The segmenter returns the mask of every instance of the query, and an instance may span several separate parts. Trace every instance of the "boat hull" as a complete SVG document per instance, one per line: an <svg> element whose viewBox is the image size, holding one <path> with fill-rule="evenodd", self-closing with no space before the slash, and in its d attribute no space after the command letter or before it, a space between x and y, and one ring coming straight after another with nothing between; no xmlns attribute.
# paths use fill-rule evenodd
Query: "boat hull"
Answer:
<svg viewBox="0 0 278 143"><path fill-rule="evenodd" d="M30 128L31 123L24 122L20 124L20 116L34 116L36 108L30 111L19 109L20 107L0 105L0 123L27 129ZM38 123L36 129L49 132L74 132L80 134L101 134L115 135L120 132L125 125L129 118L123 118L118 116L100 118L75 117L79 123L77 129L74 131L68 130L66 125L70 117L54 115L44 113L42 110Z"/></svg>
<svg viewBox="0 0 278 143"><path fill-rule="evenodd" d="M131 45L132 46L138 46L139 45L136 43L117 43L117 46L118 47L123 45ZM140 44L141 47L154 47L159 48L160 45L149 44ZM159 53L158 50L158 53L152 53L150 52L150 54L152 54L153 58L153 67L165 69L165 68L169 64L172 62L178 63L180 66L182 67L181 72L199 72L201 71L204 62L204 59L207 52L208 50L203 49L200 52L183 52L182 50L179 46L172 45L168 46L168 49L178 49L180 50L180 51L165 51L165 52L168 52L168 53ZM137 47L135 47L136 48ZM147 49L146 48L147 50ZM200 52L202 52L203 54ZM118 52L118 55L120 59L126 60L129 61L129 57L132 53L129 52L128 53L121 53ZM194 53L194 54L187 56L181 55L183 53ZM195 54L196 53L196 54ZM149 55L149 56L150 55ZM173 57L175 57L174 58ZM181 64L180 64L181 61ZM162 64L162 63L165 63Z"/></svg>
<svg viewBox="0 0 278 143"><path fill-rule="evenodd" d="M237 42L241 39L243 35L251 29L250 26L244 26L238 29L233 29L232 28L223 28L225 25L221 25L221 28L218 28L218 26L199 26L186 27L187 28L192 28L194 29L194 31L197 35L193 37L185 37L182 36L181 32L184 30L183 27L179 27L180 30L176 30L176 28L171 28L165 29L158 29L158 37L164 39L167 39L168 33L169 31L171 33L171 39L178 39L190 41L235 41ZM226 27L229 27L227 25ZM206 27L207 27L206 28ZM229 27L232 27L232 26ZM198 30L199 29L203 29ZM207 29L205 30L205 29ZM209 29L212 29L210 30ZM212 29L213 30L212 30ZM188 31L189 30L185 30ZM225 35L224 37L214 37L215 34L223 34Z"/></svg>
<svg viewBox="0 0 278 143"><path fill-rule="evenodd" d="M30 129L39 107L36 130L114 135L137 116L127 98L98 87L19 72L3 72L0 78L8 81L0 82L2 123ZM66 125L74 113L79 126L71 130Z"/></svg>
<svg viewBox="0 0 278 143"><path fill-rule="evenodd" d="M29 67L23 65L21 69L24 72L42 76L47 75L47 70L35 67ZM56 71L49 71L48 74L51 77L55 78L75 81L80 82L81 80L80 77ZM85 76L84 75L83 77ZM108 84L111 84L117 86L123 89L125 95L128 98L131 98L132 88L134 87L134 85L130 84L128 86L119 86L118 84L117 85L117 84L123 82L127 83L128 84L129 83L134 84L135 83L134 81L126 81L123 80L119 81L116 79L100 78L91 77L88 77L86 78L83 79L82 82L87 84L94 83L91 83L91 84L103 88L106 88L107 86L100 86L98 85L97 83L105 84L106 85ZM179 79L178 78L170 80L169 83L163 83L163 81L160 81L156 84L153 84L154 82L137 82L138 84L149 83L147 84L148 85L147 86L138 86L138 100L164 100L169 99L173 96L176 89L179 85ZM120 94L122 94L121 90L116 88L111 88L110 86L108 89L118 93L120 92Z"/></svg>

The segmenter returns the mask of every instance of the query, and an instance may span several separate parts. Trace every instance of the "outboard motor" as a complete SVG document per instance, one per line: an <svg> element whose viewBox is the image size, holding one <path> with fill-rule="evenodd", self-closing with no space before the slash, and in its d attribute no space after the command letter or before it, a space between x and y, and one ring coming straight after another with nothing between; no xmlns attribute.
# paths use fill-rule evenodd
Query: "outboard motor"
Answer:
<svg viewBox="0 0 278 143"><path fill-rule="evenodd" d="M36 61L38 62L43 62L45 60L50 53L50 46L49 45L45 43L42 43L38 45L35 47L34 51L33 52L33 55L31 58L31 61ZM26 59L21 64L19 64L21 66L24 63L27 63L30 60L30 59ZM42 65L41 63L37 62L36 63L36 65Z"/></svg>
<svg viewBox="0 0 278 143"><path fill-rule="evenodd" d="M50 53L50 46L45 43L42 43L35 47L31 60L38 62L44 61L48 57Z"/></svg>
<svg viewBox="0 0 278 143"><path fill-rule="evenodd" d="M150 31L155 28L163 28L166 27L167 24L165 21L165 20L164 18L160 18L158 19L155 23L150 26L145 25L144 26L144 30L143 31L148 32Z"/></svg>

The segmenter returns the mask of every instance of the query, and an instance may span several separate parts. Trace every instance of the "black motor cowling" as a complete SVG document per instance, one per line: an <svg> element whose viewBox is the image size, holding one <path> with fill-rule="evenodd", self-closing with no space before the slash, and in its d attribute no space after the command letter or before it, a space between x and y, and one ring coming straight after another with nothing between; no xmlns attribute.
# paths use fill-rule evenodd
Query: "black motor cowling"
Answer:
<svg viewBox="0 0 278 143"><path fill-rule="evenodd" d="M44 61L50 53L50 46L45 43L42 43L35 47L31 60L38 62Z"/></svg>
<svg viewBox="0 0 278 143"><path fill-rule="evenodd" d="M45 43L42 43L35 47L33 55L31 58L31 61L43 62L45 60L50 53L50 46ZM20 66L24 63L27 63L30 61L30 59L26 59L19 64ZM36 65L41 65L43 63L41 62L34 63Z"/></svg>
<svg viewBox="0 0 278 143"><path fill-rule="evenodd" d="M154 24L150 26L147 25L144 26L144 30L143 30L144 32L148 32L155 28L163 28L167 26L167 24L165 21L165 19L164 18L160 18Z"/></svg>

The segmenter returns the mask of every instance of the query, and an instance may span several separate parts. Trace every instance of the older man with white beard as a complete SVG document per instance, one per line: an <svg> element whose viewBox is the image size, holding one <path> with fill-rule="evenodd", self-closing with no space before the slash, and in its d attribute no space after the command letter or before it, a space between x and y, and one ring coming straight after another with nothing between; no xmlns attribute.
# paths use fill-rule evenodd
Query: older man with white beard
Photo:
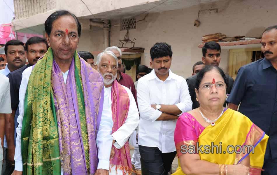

What is asked
Reproduce the whole listing above verbatim, omitting any pictures.

Correct output
The segmenter returns the mask of every instance of the query, and an instance may span several separate parts. Trace every instance of the "boat hull" as a complete SVG document per instance, one per line: an <svg> element whose viewBox is the image size, holding one <path> with fill-rule="evenodd", self-closing with no space before the slash, and in its d attribute no space after the command letter or before it, a space between x and y, and one ring coming straight after another with nothing between; no xmlns attribute.
# paths use fill-rule evenodd
Query: "boat hull"
Answer:
<svg viewBox="0 0 278 143"><path fill-rule="evenodd" d="M30 128L31 123L24 122L20 124L20 116L34 116L36 108L30 111L19 109L20 107L0 105L0 123L27 129ZM38 123L36 129L49 132L74 132L80 134L101 134L115 135L120 132L125 125L129 118L123 118L118 116L100 118L75 117L79 123L77 129L74 131L68 130L66 125L70 117L54 115L44 113L42 110Z"/></svg>
<svg viewBox="0 0 278 143"><path fill-rule="evenodd" d="M131 45L132 46L138 46L139 45L136 43L117 43L117 46L118 47L123 45ZM140 44L141 47L154 47L159 48L160 45L149 44ZM159 53L158 50L158 53L152 53L150 52L150 54L152 54L153 58L153 67L165 69L165 68L169 64L172 62L178 63L180 66L182 67L181 72L199 72L201 71L204 62L204 59L207 52L208 50L203 49L200 52L183 52L182 50L179 46L172 45L168 46L168 49L178 49L180 50L180 51L165 51L165 52L168 52L168 53ZM137 47L135 47L136 48ZM147 49L146 48L147 50ZM200 52L202 52L203 54ZM118 52L118 55L120 59L126 60L129 61L129 57L132 53L129 52L128 53L121 53ZM194 53L194 54L187 56L181 55L183 53ZM195 54L196 53L196 54ZM149 55L149 56L150 55ZM173 57L175 57L174 58ZM181 64L180 64L181 61ZM162 64L162 63L165 63Z"/></svg>
<svg viewBox="0 0 278 143"><path fill-rule="evenodd" d="M237 42L241 39L243 35L251 29L250 26L244 26L238 29L233 29L232 28L223 28L225 25L221 25L221 28L218 28L218 26L199 26L186 27L187 28L192 28L194 29L194 31L197 35L193 37L185 37L182 36L181 32L184 30L183 27L179 27L180 30L176 30L176 28L171 28L165 29L158 29L158 37L164 39L167 39L168 33L169 31L171 33L171 39L178 39L190 41L235 41ZM226 27L229 27L227 25ZM206 27L207 27L206 28ZM229 27L232 27L232 26ZM198 30L199 29L203 29ZM207 29L205 30L205 29ZM209 29L212 29L210 30ZM212 29L213 30L212 30ZM188 31L189 30L185 30ZM225 35L224 37L214 37L215 34L223 34Z"/></svg>
<svg viewBox="0 0 278 143"><path fill-rule="evenodd" d="M30 129L39 107L36 130L114 135L137 116L127 98L98 87L19 72L3 72L0 78L8 81L0 82L2 123ZM66 125L74 113L79 126L71 130Z"/></svg>
<svg viewBox="0 0 278 143"><path fill-rule="evenodd" d="M29 67L23 65L21 69L24 72L42 76L47 75L47 70L35 67ZM56 71L49 71L48 74L51 77L55 78L75 81L80 82L81 80L80 77ZM85 76L84 75L83 77ZM108 84L111 84L117 86L123 89L125 95L128 98L131 98L132 88L134 87L134 85L130 84L128 86L119 86L118 84L117 85L117 84L123 82L127 83L128 84L129 83L134 84L135 83L134 81L126 81L123 80L119 81L116 79L100 78L91 77L88 77L86 78L83 79L82 82L87 84L94 83L91 83L91 84L103 88L106 88L107 86L100 86L98 85L97 83L105 84L106 85ZM179 79L178 78L170 80L169 83L163 83L163 81L160 81L156 84L153 84L154 82L137 82L138 84L149 83L147 84L148 85L147 86L138 86L138 100L164 100L169 99L173 96L176 89L179 85ZM120 94L122 94L121 90L116 88L111 88L110 86L108 89L118 93L120 92Z"/></svg>

The segmenter returns the mask of every instance of the query, and an instance may span several separate parts. Trace every instance of the "outboard motor" as a complete SVG document per instance, one per line: an <svg> element whose viewBox is the image size, holding one <path> with fill-rule="evenodd", self-closing with no space before the slash, and in its d attribute no space after the command letter or before it, a space between x and y, and one ring coming straight after another with nothing between; no xmlns attribute.
# paths use fill-rule evenodd
Query: "outboard motor"
Answer:
<svg viewBox="0 0 278 143"><path fill-rule="evenodd" d="M36 61L38 62L43 62L45 60L50 53L50 46L49 45L45 43L42 43L38 45L35 47L34 51L33 52L33 55L31 58L31 61ZM26 59L21 64L19 64L21 66L24 63L27 63L30 60L30 59ZM42 65L41 63L37 62L36 63L36 65Z"/></svg>
<svg viewBox="0 0 278 143"><path fill-rule="evenodd" d="M50 53L50 46L45 43L42 43L35 47L31 60L38 62L44 61L48 57Z"/></svg>
<svg viewBox="0 0 278 143"><path fill-rule="evenodd" d="M150 31L155 28L163 28L166 27L167 24L165 21L165 20L164 18L160 18L158 19L155 23L150 26L145 25L144 26L144 30L143 31L148 32Z"/></svg>

The segmenter returns the mask of every instance of the query, and an instance may span several separate parts. Trace every instance of the "black motor cowling" as a complete SVG document per instance, one per line: an <svg> element whose viewBox is the image size, holding one <path> with fill-rule="evenodd", self-closing with no space before the slash, and in its d attribute no space after the command letter or before it, a space between x and y, and one ring coming straight after another with nothing between; no xmlns attribute.
# paths use fill-rule evenodd
Query: "black motor cowling"
Answer:
<svg viewBox="0 0 278 143"><path fill-rule="evenodd" d="M44 61L50 53L50 46L45 43L42 43L35 47L31 60L38 62Z"/></svg>
<svg viewBox="0 0 278 143"><path fill-rule="evenodd" d="M45 43L42 43L35 47L33 55L31 58L31 61L43 62L45 60L50 53L50 46ZM20 66L24 63L27 63L30 61L30 59L26 59L19 64ZM36 65L41 65L43 63L41 62L34 63Z"/></svg>
<svg viewBox="0 0 278 143"><path fill-rule="evenodd" d="M154 24L150 26L147 25L144 26L144 30L143 30L144 32L148 32L155 28L163 28L167 26L167 24L165 21L165 19L164 18L160 18Z"/></svg>

The segmenter returns the mask of every instance of the query, and an instance may span several separate parts. Trace every instance of the older man with white beard as a complete SVG document per instance, one per line: an <svg> element whose viewBox is the image size, holding one <path> with fill-rule="evenodd", self-closing with no space before the slash, and in its d attribute no space after the command letter or before it, a space between x and y, and one ring coming straight after another with nothing between; no xmlns attribute.
# paths use fill-rule evenodd
Query: older man with white beard
Photo:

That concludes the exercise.